**PROBLEM DETAILS:**
Exactly reproduce each entry, leaving out nothing.

**PROVIDED DATA:**
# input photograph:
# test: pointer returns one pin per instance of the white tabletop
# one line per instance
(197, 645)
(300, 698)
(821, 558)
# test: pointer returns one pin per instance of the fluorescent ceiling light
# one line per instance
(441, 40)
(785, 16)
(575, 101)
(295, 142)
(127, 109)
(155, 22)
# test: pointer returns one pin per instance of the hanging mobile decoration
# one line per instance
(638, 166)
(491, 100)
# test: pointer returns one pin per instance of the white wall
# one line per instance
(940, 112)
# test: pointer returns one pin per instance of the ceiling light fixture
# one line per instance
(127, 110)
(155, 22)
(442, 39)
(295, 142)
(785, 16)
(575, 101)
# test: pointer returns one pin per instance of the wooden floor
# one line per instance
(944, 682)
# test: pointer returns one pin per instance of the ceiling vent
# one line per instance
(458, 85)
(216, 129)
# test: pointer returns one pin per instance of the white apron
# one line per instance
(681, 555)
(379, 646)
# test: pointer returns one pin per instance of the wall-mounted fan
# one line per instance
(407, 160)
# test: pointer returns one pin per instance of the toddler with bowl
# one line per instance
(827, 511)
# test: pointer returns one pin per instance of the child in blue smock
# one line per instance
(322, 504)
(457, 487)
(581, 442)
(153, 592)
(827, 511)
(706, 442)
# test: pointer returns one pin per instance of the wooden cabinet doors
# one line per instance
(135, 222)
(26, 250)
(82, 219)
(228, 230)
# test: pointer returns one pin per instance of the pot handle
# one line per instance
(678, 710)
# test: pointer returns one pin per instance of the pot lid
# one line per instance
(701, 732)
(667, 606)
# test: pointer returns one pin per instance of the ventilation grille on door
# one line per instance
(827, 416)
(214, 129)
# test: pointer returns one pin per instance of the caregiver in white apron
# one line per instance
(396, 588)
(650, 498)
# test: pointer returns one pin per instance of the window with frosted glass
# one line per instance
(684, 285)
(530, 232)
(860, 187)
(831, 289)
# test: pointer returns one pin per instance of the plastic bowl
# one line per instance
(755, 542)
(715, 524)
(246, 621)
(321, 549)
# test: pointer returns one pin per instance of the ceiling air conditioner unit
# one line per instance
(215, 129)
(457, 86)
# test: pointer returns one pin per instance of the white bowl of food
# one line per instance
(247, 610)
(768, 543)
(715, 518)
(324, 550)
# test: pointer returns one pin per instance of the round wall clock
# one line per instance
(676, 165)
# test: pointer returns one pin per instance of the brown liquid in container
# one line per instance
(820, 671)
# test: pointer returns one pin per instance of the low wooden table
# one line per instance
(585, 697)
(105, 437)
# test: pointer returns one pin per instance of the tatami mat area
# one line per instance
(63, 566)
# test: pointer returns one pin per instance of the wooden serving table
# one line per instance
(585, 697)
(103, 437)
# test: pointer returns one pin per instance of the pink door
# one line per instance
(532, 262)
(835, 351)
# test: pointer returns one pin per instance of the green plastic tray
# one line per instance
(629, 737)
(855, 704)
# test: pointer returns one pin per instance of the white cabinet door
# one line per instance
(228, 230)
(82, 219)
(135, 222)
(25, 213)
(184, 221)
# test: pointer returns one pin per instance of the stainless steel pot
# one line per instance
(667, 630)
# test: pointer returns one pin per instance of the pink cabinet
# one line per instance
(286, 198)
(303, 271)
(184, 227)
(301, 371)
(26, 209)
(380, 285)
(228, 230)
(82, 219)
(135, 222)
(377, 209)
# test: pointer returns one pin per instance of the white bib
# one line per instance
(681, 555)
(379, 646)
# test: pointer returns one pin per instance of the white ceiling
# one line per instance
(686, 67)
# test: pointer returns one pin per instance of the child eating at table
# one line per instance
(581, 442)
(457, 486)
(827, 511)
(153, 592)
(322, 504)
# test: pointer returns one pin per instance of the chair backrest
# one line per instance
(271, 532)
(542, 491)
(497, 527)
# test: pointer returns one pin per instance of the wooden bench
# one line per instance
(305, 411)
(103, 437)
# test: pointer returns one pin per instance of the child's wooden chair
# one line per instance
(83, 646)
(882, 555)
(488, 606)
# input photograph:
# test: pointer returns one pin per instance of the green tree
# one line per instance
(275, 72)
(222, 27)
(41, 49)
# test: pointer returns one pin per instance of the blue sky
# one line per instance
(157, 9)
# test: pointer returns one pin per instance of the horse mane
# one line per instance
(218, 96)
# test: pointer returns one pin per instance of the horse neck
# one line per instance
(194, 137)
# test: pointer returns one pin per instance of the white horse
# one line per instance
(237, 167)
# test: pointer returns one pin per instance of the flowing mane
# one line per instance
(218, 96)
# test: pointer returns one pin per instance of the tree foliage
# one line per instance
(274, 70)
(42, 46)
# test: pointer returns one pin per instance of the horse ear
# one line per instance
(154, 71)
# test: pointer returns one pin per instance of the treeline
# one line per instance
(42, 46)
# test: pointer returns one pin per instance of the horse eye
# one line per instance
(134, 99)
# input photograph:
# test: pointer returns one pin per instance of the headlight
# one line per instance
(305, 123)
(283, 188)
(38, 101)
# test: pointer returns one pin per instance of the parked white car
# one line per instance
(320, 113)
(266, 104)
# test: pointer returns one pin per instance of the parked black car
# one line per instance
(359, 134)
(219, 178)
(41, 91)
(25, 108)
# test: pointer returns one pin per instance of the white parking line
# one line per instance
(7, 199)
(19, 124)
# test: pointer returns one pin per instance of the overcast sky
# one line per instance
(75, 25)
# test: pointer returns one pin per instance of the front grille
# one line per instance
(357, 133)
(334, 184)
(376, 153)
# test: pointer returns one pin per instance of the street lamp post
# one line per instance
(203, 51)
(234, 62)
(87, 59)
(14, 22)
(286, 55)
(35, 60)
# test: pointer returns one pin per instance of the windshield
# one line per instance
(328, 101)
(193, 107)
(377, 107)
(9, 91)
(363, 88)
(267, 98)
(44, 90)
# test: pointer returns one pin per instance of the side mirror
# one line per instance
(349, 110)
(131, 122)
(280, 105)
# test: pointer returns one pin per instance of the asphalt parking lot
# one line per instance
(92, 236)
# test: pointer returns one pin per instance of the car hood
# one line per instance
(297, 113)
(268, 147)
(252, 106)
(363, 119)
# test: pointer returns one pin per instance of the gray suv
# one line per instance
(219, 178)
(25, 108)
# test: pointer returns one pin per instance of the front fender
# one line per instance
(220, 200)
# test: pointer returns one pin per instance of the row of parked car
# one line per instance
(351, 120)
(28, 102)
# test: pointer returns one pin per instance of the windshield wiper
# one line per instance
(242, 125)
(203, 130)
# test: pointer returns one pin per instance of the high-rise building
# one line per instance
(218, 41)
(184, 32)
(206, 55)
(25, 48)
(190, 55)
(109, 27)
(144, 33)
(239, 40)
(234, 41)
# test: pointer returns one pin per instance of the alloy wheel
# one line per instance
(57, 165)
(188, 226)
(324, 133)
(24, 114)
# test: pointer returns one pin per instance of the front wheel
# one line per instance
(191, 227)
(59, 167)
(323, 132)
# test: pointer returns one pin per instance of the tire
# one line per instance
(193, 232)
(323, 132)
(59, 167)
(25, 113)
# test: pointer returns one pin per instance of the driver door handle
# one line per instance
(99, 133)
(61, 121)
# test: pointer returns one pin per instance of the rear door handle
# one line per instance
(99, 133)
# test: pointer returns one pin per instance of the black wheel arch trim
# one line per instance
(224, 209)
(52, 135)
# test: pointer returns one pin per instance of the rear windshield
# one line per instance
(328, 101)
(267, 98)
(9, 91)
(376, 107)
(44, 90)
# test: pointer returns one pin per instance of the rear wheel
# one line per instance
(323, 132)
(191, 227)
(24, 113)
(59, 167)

**RESPONSE FOR THIS EXERCISE:**
# input photograph:
# test: pointer returns one pin per instance of the white tabletop
# one line per instance
(197, 645)
(300, 698)
(821, 558)
# test: pointer returns one pin per instance of the fluorescent ceiling light
# one line per instance
(441, 40)
(785, 16)
(575, 101)
(295, 142)
(127, 109)
(155, 22)
# test: pointer returns one pin per instance of the hanging mobile decoration
# one line per instance
(638, 166)
(491, 100)
# test: pointer returns one pin per instance of the white wall
# one line per instance
(940, 112)
# test: pointer returns one pin per instance of the ceiling light fixture
# one line per instance
(127, 110)
(155, 22)
(442, 39)
(295, 142)
(785, 16)
(575, 101)
# test: pointer returns one pin per instance of the wooden floor
# one line per instance
(944, 682)
# test: pointer returns one pin per instance of the ceiling vent
# one line per instance
(458, 85)
(216, 129)
# test: pointer returns one pin per instance of the white apron
# one line per instance
(681, 555)
(379, 646)
# test: pointer returns one pin per instance of the wall-mounted fan
# one line per instance
(407, 160)
# test: pointer returns one pin per instance of the toddler with bowl
# one line per instance
(827, 511)
# test: pointer returns one pin per instance of the child in blue smock
# one line per instance
(322, 504)
(457, 487)
(581, 442)
(153, 592)
(827, 511)
(706, 442)
# test: pointer returns one pin per instance of the wooden cabinet doors
# one line per instance
(135, 222)
(26, 250)
(82, 219)
(228, 230)
# test: pointer returns one pin per instance of the pot handle
# one line per instance
(678, 710)
# test: pointer returns one pin per instance of the pot lid
# one line per instance
(701, 732)
(667, 606)
# test: pointer returns one pin per instance of the ventilation grille on door
# one line per instance
(827, 416)
(214, 129)
# test: pointer returns one pin per instance of the caregiver in white apron
# one line per instance
(396, 588)
(650, 498)
# test: pointer returns one pin per instance of the window with frosted glass
# one line per instance
(684, 285)
(530, 232)
(860, 187)
(831, 289)
# test: pointer returns one pin per instance of the plastic bowl
# one line per instance
(755, 542)
(715, 524)
(246, 621)
(321, 549)
# test: pointer returns one pin per instance of the ceiling air conditioner unit
# one line per instance
(215, 129)
(457, 86)
# test: pointer returns one pin per instance of the white bowl of food
# one line per instance
(247, 610)
(768, 543)
(715, 518)
(324, 550)
# test: pointer returns one pin per instance of the round wall clock
# one line per instance
(676, 165)
# test: pointer returns one pin per instance of the brown liquid in container
# one line per instance
(820, 671)
# test: pointer returns one pin per instance of the low wooden table
# one line per instance
(585, 697)
(105, 437)
# test: pointer returns one pin per instance of the tatami mat area
# one line per instance
(63, 566)
# test: pointer returns one pin per instance of the wooden serving table
# one line per instance
(585, 697)
(103, 437)
# test: pointer returns one pin per instance of the pink door
# one line per instance
(532, 262)
(835, 351)
# test: pointer returns one pin per instance of the green plastic tray
# one line per instance
(629, 737)
(855, 704)
# test: pointer returns one pin per instance of the white cabinet door
# one line per instance
(228, 230)
(82, 219)
(135, 222)
(25, 213)
(184, 221)
# test: pointer returns one pin per instance of the stainless steel pot
# one line per instance
(667, 630)
# test: pointer returns one pin per instance of the pink cabinet
# one line per instance
(286, 198)
(303, 271)
(184, 227)
(301, 371)
(26, 209)
(380, 285)
(228, 230)
(82, 219)
(135, 222)
(377, 209)
# test: pointer returns one pin per instance of the white bib
# one line per instance
(681, 555)
(379, 646)
# test: pointer returns one pin per instance of the white ceiling
# one line per instance
(686, 67)
# test: pointer returns one pin per instance of the child eating at table
# one line per instance
(581, 442)
(457, 486)
(827, 511)
(153, 592)
(322, 504)
# test: pointer returns one pin per instance of the chair backrest
# one line per instance
(271, 532)
(542, 491)
(497, 527)
# test: pointer returns one pin per instance of the wooden bench
# one line per instance
(305, 411)
(103, 437)
# test: pointer returns one pin per instance of the child's wooden chair
# one line per instance
(83, 646)
(882, 555)
(488, 606)
# input photograph:
# test: pointer returns one pin per instance of the green tree
# one line per instance
(275, 72)
(222, 27)
(41, 49)
# test: pointer returns one pin per instance of the blue sky
# one line per instance
(157, 9)
# test: pointer returns one pin per instance of the horse mane
# one line per instance
(218, 96)
# test: pointer returns one pin per instance of the horse neck
# one line per instance
(194, 137)
# test: pointer returns one pin per instance of the white horse
# one line per instance
(237, 167)
# test: pointer returns one pin per instance of the flowing mane
# one line per instance
(218, 96)
# test: pointer returns one pin per instance of the tree foliage
# one line per instance
(274, 70)
(42, 46)
# test: pointer returns one pin per instance of the horse ear
# one line per instance
(154, 71)
# test: pointer returns one pin per instance of the treeline
# one line per instance
(42, 46)
# test: pointer returns one pin per instance of the horse eye
# one line per instance
(134, 99)
# input photograph:
# test: pointer returns one pin per instance of the headlight
# one line per instance
(305, 123)
(283, 188)
(38, 101)
# test: pointer returns one pin per instance of the parked white car
# one line per instance
(320, 113)
(266, 104)
# test: pointer returns one pin per instance of the parked black car
# one line per instance
(359, 134)
(219, 178)
(41, 91)
(25, 108)
# test: pointer returns one pin per instance of the white parking line
# one line per instance
(7, 199)
(19, 124)
# test: pointer returns one pin per instance of the overcast sky
# one line per instance
(75, 25)
# test: pointer returns one pin per instance of the front grille
# one line per instance
(357, 133)
(334, 184)
(376, 153)
# test: pointer returns one pin per instance of the street lamp post
# one line per instance
(203, 51)
(234, 62)
(87, 59)
(14, 22)
(286, 55)
(35, 60)
# test: pointer returns one pin per instance of the windshield
# one line per instance
(328, 101)
(193, 107)
(377, 107)
(9, 91)
(363, 88)
(267, 98)
(44, 90)
# test: pointer returns one pin per instance of the side mirror
# one line per instance
(349, 110)
(131, 122)
(280, 105)
# test: pointer returns one pin per instance of the asphalt parking lot
# one line per instance
(92, 236)
# test: pointer returns one pin per instance of the car hood
# one line per instance
(297, 113)
(268, 147)
(252, 106)
(363, 119)
# test: pointer returns one pin per instance of the gray suv
# one line per instance
(219, 178)
(25, 108)
# test: pointer returns one pin per instance of the front fender
# one line per instance
(220, 200)
# test: pointer returns one pin per instance of the row of parked car
# one line per instance
(351, 120)
(28, 102)
# test: pointer returns one pin per instance of the windshield wiper
# one line per instance
(242, 125)
(203, 130)
# test: pointer returns one pin per instance of the high-rise building
# one line per instance
(218, 41)
(184, 32)
(206, 55)
(25, 48)
(190, 55)
(109, 27)
(144, 33)
(239, 40)
(234, 41)
# test: pointer returns one pin per instance of the alloy wheel
# one line per instance
(57, 165)
(188, 226)
(324, 133)
(24, 114)
# test: pointer returns one pin per instance of the front wheel
# one line per instance
(191, 227)
(59, 167)
(323, 132)
# test: pointer returns one pin per instance of the tire
# one line per instance
(193, 232)
(323, 132)
(59, 167)
(25, 113)
# test: pointer returns one pin per instance of the driver door handle
# one line per instance
(99, 133)
(61, 121)
# test: pointer returns one pin per instance of the rear door handle
# one line per instance
(99, 133)
# test: pointer returns one pin per instance of the black wheel arch trim
# one line per instance
(224, 209)
(52, 135)
# test: pointer returns one pin per instance of the rear windshield
# one line per instance
(328, 101)
(267, 98)
(9, 91)
(376, 107)
(44, 90)
# test: pointer returns one pin per instance of the rear wheel
# one line per instance
(323, 132)
(191, 227)
(24, 113)
(59, 167)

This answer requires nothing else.